## Yapılması Gerekenler
1. Özelleştirme yazısından bir bölümü aynen alıntılayın. Bölüm "102 Yıllık Cumhuriyetin" sözcüklerinin geçtiği yerde başlasın, "bir yönetim sergiledi." sözcüklerinden sonra bitsin.
2. Özelleştirme yazısında madde işaretleriyle verilen örneklerde adı geçen tüm kurumları sıralayın.
3. Özelleştirme yazısını son cümlesinden sonra kaldığı yerden devam ettirin.

102 Yıllık Cumhuriyetin 75’te Donduğu Dönem: Mirası Tüketen Karanlık Süreç!
Türkiye Cumhuriyeti, 102. yılında ekonomik, sosyal ve demokratik sorunlarla boğuşuyor. 2002’de “yoksullukla, yolsuzlukla ve yasaklarla mücadele” vaadiyle iktidara gelen Adalet ve Kalkınma Partisi (AKP), 2016’dan itibaren Milliyetçi Hareket Partisi’nin (MHP) desteğiyle 23 yıllık bir yönetim sergiledi.
Bu süreçte, Cumhuriyet’in sanayi birikimi özelleştirmelerle elden çıkarılırken, ekonomik ve demokratik gerileme dikkat çekti. “Türkiye 75. yılında kaldı” ifadesi, ülkenin 1998’deki kalkınma ivmesini kaybettiğini gösteriyor.
Cumhuriyet’in Kazanımları Elden Çıktı
Türkiye, 1923’te Mustafa Kemal Atatürk’ün önderliğinde sanayi hamlesi başlattı. Sümerbank, Etibank, SEKA, TEKEL gibi kurumlar, ülkenin ekonomik omurgasını oluşturdu. 2002’den itibaren AKP, özelleştirme politikalarını hızlandırdı; 2016 sonrası MHP’nin desteğiyle bu süreç devam etti. Resmi verilere göre, 273 kamu kurumu özelleştirildi ve 63 milyar dolar gelir elde edildi. Ancak bu gelir, yeni yatırımlar yerine bütçe açıklarını kapatmak için kullanıldı. Örnekler çarpıcı:
- SEKA Kağıt Fabrikaları: Japonya’ya ihracat yapan SEKA, 2003-2005’te düşük bedellerle özelleştirildi. Giresun SEKA’nın arazisi konuta dönüştü; Türkiye kağıt ithalatına bağımlı hale geldi, yıllık ithalat maliyeti 3 milyar doları buldu.
- TEKEL: 194 bin tütün üreticisini destekleyen TEKEL, 2008’de 1,72 milyar dolara özelleştirildi. Fabrikalar kapandı, 8 bin işçi işsiz kaldı, tütün üreticisi sayısı 80 bine geriledi. Türkiye tütün ithalatına yöneldi.
- Türk Telekom: 2004’te yüksek kâr eden kurum, 2005’te 6,55 milyar dolara özelleştirildi. Bugün borç yüküyle mücadele ediyor, iletişim altyapısı tartışma konusu.
- Şeker Fabrikaları: 10 fabrika özelleştirildi; şeker ithalatı arttı, pancar üreticileri zor durumda kaldı.

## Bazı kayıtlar
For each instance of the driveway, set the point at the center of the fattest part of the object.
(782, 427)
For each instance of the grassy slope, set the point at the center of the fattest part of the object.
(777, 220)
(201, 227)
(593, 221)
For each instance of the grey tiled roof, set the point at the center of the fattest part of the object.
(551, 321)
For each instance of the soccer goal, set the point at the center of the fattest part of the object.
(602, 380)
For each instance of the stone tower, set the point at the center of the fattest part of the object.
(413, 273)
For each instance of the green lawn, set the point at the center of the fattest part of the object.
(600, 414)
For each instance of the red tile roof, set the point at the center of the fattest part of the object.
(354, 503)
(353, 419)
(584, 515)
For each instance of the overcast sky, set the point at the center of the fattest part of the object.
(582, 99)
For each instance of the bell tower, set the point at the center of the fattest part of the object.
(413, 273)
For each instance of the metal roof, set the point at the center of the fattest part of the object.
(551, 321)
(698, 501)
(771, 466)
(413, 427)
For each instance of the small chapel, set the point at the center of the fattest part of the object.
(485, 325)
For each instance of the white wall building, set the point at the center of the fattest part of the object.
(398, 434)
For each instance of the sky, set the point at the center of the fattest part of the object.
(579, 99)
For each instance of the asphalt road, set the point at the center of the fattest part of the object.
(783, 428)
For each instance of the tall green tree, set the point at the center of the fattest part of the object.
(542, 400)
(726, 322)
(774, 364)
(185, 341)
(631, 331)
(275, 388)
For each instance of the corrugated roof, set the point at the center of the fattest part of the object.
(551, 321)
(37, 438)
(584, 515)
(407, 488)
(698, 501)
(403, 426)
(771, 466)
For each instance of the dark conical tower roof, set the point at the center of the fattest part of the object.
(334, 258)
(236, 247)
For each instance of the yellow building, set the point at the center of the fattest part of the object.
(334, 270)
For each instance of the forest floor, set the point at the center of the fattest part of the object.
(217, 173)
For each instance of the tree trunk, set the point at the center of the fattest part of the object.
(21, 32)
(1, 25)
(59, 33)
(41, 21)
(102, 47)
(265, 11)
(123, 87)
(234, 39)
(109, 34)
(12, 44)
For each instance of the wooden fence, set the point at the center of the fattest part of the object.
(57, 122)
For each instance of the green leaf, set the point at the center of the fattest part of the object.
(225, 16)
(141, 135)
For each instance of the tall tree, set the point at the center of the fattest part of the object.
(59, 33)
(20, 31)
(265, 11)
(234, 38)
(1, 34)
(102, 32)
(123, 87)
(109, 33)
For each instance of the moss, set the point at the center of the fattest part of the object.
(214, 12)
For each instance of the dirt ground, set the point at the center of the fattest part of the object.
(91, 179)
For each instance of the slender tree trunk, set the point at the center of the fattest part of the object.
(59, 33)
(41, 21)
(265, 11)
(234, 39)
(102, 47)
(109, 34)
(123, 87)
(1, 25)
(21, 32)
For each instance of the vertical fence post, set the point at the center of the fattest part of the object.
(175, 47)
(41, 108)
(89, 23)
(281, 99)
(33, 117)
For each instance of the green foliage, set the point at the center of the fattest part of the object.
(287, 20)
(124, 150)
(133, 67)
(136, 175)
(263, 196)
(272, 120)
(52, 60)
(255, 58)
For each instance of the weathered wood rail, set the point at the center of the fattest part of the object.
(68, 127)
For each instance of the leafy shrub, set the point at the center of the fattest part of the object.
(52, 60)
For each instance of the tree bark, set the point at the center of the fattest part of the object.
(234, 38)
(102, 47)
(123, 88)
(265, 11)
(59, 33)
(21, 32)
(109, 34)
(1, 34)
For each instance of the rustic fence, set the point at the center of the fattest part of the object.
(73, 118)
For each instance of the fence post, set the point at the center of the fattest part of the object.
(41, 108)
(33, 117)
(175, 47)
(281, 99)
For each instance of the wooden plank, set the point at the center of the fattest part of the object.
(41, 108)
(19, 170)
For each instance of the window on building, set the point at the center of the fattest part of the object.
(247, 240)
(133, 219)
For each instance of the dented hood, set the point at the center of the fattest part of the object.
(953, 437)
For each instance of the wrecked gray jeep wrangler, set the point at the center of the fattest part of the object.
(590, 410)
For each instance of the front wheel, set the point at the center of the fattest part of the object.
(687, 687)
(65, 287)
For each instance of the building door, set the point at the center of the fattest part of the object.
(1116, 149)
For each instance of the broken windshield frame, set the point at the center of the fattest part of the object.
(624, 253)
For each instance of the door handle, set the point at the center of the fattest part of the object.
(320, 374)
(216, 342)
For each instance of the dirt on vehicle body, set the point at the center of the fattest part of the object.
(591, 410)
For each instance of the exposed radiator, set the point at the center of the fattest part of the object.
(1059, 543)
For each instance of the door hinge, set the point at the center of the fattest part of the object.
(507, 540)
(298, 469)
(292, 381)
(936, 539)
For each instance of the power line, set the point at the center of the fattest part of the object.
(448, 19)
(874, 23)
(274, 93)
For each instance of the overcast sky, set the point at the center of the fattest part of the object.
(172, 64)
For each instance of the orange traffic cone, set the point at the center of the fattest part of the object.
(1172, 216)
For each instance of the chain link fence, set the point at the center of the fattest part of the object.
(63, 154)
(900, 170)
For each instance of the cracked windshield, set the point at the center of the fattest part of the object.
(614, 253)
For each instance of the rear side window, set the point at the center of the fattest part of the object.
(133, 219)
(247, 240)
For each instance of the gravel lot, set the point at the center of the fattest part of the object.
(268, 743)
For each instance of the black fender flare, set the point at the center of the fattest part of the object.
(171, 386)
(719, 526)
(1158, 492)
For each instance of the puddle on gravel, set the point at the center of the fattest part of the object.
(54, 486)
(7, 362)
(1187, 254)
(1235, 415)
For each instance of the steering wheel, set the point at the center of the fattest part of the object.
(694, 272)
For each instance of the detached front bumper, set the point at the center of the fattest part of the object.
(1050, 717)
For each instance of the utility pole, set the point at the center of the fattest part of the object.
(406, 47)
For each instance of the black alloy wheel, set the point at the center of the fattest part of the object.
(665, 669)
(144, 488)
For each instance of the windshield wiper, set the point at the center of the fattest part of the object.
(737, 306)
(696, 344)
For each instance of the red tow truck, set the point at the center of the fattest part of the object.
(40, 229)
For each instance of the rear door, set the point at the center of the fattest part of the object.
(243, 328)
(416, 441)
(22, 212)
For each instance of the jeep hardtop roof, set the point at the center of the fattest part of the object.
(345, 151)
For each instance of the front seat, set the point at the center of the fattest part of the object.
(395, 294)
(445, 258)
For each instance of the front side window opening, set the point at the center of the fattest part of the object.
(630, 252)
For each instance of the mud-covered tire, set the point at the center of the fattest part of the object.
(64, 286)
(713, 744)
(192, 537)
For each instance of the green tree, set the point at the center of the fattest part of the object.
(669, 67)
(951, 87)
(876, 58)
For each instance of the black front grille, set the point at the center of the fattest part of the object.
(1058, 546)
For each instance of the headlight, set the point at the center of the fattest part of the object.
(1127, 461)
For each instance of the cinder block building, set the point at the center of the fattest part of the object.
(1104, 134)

## Son Yanıtlar
1.
102 Yıllık Cumhuriyetin 75’te Donduğu Dönem: Mirası Tüketen Karanlık Süreç!
Türkiye Cumhuriyeti, 102. yılında ekonomik, sosyal ve demokratik sorunlarla boğuşuyor. 2002’de “yoksullukla, yolsuzlukla ve yasaklarla mücadele” vaadiyle iktidara gelen Adalet ve Kalkınma Partisi (AKP), 2016’dan itibaren Milliyetçi Hareket Partisi’nin (MHP) desteğiyle 23 yıllık bir yönetim sergiledi.

2.
- SEKA Kağıt Fabrikaları
- TEKEL
- Türk Telekom
- Şeker Fabrikaları

3.
- Enerji ve Limanlar: Termik ve hidroelektrik santraller, limanlar ve elektrik dağıtım şirketleri özelleştirildi. Enerji ithalatı 2023’te 70 milyar doları aştı, faturalar vatandaşın belini büktü.
Kamu İhale Sistemi ve Ekonomik Yönetim: Tartışmaların Odağında
AKP-MHP ittifakı, kamu kaynaklarının kullanımına dair eleştirilerin hedefi oldu. Kamu İhale Kanunu’nun 163 kez değiştirilmesi, ihalelerin belirli şirketlere yöneldiği iddialarını güçlendirdi. Osmangazi Köprüsü gibi projelerde Hazine garantileri, 2023’te 100 milyar TL’yi aşan ödemelerle tartışma yarattı. MHP, bu projeleri “milli yatırım” olarak nitelese de, ekonomik yük halkta yankı buldu. Transparency International’ın yolsuzluk endeksinde Türkiye, 180 ülke arasında 101. sıraya geriledi. Bu durum, kamuoyunda “kaynakların verimli kullanılmadığı” algısını güçlendirdi.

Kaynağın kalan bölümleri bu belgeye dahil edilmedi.